- _DOCUMENT SEGMENT_
——————————
1.13. Application: Association Rules, i.e. Market Basket Analysis

Market Basket Analyses are a common application of association rules. One goal of a market basket analysis is to understand the association between items purchases. The relationship between items purchased at a grocery store will be considered in this handout.

image1

An association rule highlights the fact that some items are more (or less) indicative of the purchase of others. For example, purchasing cereal increases the likelihood of purchasing milk. These types of analyses may also reveals that liquor and milk are rarely purchased together.

image3

Association Rules are used to uncover associations or relationships that exist between items. Often these rules are constructed to identify relationships between items purchased, i.e. Market Basket Analysis.

Procedural Steps

  1. Determine how often items are purchased
  2. Determine how often items are purchased in conjunction with other items
  3. Identify which purchased items are indicative of others being purchased

Data Technologies

  1. Filtering/Subsets
  2. Creating Tables
  3. Applications of Summaries

Consider the following subset of data from a collection of transactions from a grocery store.
——————————
- _WHAT YOU ARE ASKED TO DO_
In the market basket analysis handout, buying which item makes buying milk more likely?
——————————
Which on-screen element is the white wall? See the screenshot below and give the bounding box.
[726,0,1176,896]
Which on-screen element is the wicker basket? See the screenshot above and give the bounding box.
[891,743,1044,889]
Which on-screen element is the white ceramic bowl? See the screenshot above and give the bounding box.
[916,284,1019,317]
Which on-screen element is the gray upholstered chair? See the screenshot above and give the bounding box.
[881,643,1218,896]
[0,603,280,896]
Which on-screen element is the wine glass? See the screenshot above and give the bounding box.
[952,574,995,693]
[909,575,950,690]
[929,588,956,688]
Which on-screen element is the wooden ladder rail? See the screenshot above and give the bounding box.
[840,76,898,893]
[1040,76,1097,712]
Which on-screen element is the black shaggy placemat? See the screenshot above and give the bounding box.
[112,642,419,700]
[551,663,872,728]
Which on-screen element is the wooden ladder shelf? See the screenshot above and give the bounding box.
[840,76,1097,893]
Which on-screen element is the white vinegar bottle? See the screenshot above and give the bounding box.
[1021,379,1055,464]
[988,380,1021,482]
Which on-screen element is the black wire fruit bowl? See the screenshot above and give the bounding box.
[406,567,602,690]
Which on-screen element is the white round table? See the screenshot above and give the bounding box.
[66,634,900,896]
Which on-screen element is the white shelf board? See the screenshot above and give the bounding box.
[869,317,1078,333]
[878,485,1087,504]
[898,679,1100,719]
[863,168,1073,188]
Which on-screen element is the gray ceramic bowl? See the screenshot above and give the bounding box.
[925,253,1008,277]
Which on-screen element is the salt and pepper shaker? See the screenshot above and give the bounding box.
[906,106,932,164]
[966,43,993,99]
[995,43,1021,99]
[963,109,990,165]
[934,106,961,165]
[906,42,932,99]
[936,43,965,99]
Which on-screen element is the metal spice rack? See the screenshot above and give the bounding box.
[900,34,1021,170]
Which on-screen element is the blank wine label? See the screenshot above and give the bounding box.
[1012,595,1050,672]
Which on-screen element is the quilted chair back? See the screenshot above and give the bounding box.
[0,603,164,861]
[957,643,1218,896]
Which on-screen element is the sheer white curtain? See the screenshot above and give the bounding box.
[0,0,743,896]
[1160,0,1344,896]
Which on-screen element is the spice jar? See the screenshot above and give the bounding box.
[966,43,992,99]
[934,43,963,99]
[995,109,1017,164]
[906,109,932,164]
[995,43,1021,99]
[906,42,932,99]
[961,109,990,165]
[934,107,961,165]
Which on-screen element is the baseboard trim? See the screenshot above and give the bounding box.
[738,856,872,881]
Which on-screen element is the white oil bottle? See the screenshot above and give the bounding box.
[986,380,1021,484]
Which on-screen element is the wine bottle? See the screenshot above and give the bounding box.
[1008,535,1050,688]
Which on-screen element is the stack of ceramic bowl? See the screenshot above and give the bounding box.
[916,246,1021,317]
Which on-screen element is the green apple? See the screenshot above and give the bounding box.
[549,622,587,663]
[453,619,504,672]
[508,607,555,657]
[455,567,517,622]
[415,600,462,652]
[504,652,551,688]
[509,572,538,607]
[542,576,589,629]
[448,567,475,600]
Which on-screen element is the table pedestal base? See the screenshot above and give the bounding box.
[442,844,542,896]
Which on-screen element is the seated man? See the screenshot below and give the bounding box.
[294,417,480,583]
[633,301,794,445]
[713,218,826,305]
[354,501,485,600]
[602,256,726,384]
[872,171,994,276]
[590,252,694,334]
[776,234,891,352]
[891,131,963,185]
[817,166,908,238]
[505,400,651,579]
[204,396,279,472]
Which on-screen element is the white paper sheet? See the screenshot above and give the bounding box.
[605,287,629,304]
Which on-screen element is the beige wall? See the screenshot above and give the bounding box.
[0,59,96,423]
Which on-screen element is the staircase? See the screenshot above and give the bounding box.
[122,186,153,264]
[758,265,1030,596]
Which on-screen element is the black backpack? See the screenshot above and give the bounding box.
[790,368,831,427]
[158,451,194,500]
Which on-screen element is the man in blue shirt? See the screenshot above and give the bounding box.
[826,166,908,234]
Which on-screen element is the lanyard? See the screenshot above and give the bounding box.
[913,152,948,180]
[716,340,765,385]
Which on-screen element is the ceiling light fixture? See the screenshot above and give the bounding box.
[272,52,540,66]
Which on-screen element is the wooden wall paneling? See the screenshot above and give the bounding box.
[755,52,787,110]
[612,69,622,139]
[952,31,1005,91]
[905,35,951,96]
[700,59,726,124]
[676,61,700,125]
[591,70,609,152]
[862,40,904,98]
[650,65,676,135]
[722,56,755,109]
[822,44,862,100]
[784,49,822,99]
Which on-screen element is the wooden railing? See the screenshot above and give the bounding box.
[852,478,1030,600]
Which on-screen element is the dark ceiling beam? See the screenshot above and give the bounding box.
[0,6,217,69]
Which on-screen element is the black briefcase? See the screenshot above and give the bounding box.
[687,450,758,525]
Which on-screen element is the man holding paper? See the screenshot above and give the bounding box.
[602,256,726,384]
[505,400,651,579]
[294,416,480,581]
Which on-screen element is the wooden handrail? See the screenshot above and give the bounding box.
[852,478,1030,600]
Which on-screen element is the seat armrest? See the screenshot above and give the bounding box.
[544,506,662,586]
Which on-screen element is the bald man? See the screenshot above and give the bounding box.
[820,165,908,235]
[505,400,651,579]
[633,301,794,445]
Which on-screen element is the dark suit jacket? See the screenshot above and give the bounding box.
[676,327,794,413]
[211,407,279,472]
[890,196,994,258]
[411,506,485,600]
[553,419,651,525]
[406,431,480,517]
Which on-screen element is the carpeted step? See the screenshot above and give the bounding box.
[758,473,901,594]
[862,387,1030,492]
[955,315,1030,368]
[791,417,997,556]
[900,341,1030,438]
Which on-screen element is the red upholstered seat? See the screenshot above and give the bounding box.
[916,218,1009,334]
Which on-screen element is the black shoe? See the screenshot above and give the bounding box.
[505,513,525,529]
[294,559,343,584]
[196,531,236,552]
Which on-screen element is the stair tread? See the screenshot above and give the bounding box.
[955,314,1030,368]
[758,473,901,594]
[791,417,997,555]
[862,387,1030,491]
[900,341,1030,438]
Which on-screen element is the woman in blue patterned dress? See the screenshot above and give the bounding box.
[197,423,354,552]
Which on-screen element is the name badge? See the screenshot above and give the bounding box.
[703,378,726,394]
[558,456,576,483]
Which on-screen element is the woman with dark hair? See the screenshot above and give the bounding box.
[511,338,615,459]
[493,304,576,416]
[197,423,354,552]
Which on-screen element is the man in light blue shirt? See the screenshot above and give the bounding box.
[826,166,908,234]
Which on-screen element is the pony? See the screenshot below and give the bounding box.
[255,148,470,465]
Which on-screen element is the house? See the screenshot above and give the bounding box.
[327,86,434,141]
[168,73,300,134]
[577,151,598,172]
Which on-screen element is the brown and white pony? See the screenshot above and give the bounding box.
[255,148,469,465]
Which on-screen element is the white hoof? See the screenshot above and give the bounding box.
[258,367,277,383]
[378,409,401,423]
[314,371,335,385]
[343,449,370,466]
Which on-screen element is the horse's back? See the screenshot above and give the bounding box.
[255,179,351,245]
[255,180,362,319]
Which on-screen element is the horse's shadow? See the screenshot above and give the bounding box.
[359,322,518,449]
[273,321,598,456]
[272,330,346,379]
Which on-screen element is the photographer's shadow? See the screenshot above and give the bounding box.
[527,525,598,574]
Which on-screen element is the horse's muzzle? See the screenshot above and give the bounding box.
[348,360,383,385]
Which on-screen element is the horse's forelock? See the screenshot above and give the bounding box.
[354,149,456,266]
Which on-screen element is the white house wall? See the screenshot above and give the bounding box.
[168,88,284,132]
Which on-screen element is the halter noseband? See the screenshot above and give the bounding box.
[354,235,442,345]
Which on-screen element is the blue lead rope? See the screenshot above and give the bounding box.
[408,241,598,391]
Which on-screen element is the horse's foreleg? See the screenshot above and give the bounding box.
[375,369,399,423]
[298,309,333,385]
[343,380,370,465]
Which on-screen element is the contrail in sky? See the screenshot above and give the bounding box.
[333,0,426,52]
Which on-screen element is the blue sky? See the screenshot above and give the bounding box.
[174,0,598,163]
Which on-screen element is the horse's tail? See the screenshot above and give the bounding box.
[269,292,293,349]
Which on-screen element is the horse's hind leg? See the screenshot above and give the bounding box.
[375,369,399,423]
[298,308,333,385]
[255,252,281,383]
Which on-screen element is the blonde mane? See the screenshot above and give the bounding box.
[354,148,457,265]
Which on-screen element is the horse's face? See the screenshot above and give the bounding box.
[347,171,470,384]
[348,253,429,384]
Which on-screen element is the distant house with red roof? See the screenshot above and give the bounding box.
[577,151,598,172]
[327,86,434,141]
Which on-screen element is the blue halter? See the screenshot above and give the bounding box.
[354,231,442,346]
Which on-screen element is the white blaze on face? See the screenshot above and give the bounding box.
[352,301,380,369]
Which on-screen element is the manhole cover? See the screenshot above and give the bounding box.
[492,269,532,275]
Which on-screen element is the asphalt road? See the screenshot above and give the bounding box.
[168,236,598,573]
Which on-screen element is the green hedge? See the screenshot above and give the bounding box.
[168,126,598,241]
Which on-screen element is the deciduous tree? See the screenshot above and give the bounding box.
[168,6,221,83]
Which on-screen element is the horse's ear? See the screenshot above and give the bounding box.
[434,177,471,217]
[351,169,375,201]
——————————
- _FINAL RESULT_
Cereal.